• _Exercise_
What you return must match the listing below exactly.

Entries supplied START

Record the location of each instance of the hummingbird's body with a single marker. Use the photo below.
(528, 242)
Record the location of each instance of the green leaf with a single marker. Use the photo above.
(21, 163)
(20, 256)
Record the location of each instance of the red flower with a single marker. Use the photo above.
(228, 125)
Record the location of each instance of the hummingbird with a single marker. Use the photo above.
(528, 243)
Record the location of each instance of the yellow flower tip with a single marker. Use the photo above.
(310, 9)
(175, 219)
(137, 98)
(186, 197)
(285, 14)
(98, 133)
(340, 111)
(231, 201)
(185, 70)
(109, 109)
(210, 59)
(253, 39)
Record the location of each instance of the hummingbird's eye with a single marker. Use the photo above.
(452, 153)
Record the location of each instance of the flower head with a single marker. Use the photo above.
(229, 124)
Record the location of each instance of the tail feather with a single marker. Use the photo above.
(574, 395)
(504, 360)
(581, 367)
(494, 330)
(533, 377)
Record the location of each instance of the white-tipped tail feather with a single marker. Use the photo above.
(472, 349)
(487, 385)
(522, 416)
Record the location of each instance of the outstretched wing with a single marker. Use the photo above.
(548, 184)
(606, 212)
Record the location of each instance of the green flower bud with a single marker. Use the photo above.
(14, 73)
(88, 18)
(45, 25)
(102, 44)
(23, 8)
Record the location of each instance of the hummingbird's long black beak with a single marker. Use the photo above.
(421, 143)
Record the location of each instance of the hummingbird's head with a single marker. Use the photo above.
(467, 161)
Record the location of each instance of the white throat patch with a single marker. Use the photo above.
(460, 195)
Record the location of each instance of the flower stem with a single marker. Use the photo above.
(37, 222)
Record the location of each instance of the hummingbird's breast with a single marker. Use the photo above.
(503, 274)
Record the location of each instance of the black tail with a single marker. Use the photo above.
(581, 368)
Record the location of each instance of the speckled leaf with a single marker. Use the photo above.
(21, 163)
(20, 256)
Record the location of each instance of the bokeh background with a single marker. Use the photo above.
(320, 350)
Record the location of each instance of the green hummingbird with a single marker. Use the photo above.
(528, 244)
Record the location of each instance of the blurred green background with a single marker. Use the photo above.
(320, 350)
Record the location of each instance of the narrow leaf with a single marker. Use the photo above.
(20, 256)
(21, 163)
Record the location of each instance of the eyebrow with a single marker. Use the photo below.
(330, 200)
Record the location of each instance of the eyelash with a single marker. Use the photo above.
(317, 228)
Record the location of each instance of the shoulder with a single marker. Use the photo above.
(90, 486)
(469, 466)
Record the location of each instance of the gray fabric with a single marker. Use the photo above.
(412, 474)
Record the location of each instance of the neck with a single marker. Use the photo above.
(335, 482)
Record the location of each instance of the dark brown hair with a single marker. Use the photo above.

Entries supplied END

• _Written response_
Record the location of each instance of the hummingbird's body with a single marker. Use the photo below.
(528, 242)
Record the location of each instance of the green leaf with a single marker. Use the photo above.
(21, 163)
(20, 256)
Record the location of each instance of the red flower with a single marker. Use the photo above.
(228, 125)
Record the location of each instance of the hummingbird with a single marker. Use the photo above.
(528, 243)
Record the location of each instance of the yellow flower tip with a single marker. Use the photo above.
(310, 9)
(175, 219)
(137, 98)
(186, 197)
(285, 14)
(98, 133)
(340, 111)
(231, 201)
(185, 70)
(109, 109)
(210, 59)
(253, 39)
Record the location of each instance of the hummingbird's eye with a single marker. Use the photo above.
(452, 153)
Record the location of each instance of the flower head with a single marker. Use the photo above.
(229, 124)
Record the location of each instance of the tail feather with a single marker. Use the photo above.
(574, 395)
(504, 360)
(581, 367)
(494, 330)
(533, 377)
Record the location of each instance of the white-tipped tail feather with a single marker. Use the photo above.
(472, 349)
(487, 385)
(522, 416)
Record the location of each instance of the outstretched wing with a single marker. Use the photo above.
(548, 184)
(606, 212)
Record the location of each instance of the green flower bud with a single marker. Use the photo above.
(14, 73)
(88, 18)
(45, 25)
(102, 44)
(23, 8)
Record the location of each instance of the hummingbird's long black beak with a single marker. Use the photo above.
(421, 143)
Record the location of each instance of the hummingbird's head with a single marker. Use the photo above.
(467, 161)
Record the location of each instance of the white throat patch with a single marker. Use the photo above.
(460, 195)
Record the location of each instance of the flower stem with a single marker. Use the photo above.
(37, 222)
Record the location of each instance of the hummingbird's breast with a single marker. Use the photo above.
(503, 274)
Record the location of each instance of the black tail with a single marker. Use the photo above.
(581, 368)
Record the location of each instance of the speckled leaf with a single marker. Use the photo above.
(21, 163)
(20, 256)
Record the location of each instance of the bokeh background with a single marker. Use the photo above.
(320, 350)
Record the location of each instance of the green hummingbird with a single marker. Use the photo above.
(528, 244)
Record the location of each instance of the blurred green background with a single marker. Use the photo above.
(320, 350)
Record the location of each instance of the narrow leaf with a single marker. Use the photo above.
(20, 256)
(21, 163)
Record the location of each instance of the eyebrow with a single marker. Use the photo below.
(330, 200)
Record the location of each instance of the eyelash with a single marker. Use the photo above.
(317, 228)
Record the location of each instance of the shoulder with a single marker. Use the photo above.
(90, 486)
(469, 466)
Record the location of each instance of the gray fabric with a single marker. Use the photo above.
(412, 474)
Record the location of each instance of the neck with a single marker. Use the photo above.
(335, 482)
Record the location of each instance of the dark brown hair with a single marker. Use the photo above.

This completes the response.